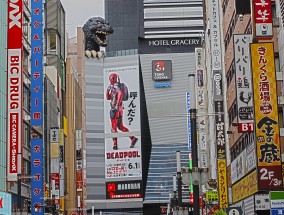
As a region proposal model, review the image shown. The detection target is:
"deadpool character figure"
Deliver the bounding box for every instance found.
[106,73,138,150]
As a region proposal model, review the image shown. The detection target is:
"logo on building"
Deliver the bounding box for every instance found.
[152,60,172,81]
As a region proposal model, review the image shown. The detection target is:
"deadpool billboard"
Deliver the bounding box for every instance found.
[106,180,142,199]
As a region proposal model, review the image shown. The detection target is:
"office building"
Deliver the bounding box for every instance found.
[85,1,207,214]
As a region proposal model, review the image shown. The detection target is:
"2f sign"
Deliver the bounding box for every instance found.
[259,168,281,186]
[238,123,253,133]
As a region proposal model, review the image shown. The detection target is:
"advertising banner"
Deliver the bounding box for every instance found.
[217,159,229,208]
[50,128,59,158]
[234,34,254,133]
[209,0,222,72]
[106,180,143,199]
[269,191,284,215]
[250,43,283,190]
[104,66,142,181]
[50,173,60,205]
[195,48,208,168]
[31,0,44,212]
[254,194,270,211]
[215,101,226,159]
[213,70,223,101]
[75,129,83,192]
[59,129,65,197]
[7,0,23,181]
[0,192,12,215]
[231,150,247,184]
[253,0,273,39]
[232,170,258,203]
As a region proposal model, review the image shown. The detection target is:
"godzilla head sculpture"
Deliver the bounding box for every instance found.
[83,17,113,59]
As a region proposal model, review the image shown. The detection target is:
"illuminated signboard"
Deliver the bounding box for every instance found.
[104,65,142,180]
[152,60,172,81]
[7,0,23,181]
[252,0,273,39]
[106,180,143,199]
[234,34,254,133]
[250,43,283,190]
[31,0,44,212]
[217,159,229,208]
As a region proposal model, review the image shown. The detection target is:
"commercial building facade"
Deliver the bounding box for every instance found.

---

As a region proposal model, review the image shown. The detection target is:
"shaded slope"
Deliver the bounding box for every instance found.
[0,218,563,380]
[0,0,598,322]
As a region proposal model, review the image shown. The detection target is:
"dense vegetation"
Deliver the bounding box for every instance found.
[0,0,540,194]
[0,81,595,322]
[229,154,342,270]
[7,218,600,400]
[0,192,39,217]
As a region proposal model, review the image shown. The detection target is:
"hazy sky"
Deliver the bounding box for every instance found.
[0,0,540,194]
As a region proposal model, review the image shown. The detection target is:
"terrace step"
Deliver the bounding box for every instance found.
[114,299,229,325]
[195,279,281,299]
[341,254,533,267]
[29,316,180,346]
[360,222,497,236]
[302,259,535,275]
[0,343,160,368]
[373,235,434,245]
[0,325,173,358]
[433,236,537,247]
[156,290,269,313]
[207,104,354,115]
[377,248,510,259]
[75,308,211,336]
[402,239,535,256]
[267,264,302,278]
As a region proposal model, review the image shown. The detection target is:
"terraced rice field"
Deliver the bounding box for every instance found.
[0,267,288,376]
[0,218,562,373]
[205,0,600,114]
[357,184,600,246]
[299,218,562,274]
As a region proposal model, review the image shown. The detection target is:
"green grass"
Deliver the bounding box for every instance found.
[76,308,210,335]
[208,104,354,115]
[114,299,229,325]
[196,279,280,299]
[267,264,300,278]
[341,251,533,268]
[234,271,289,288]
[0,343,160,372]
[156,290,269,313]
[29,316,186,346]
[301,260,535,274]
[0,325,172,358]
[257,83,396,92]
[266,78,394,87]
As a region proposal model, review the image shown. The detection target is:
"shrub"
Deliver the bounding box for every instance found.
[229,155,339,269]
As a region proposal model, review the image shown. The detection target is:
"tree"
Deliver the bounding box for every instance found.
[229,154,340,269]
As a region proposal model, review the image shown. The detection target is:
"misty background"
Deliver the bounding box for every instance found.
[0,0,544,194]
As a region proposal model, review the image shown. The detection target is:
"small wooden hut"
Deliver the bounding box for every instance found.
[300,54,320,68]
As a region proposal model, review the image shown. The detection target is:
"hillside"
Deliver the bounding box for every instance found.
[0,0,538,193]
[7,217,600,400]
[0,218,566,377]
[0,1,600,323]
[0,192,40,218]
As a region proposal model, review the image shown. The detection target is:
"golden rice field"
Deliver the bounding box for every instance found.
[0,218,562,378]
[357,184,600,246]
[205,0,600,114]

---

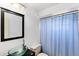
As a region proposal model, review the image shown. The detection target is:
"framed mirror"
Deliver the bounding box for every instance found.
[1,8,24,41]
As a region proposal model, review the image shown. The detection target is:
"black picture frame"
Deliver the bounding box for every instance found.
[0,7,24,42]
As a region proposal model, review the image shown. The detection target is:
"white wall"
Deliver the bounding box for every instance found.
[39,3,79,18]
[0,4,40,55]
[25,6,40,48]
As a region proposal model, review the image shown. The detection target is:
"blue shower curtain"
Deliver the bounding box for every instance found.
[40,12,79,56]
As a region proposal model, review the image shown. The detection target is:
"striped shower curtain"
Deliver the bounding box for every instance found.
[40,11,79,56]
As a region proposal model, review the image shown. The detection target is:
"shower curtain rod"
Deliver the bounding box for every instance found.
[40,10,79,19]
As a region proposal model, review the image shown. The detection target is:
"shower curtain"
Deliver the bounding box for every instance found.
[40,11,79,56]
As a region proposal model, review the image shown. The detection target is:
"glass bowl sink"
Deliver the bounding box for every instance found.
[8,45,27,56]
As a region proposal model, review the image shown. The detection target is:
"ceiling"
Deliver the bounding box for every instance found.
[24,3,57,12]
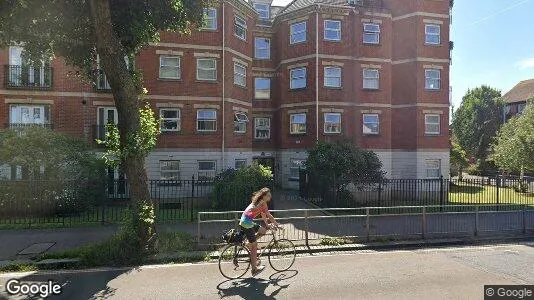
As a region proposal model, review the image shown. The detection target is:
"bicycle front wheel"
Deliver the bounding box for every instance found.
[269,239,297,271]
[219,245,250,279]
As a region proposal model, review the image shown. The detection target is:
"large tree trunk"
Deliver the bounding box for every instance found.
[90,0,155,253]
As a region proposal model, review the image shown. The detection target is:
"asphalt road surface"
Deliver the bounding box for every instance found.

# 任务目标
请筛选上面的条目，把所有包含字符串“deadpool”的行逐一照抄出来。匹配时区分大小写。

# 参考解答
"deadpool character figure"
"deadpool billboard"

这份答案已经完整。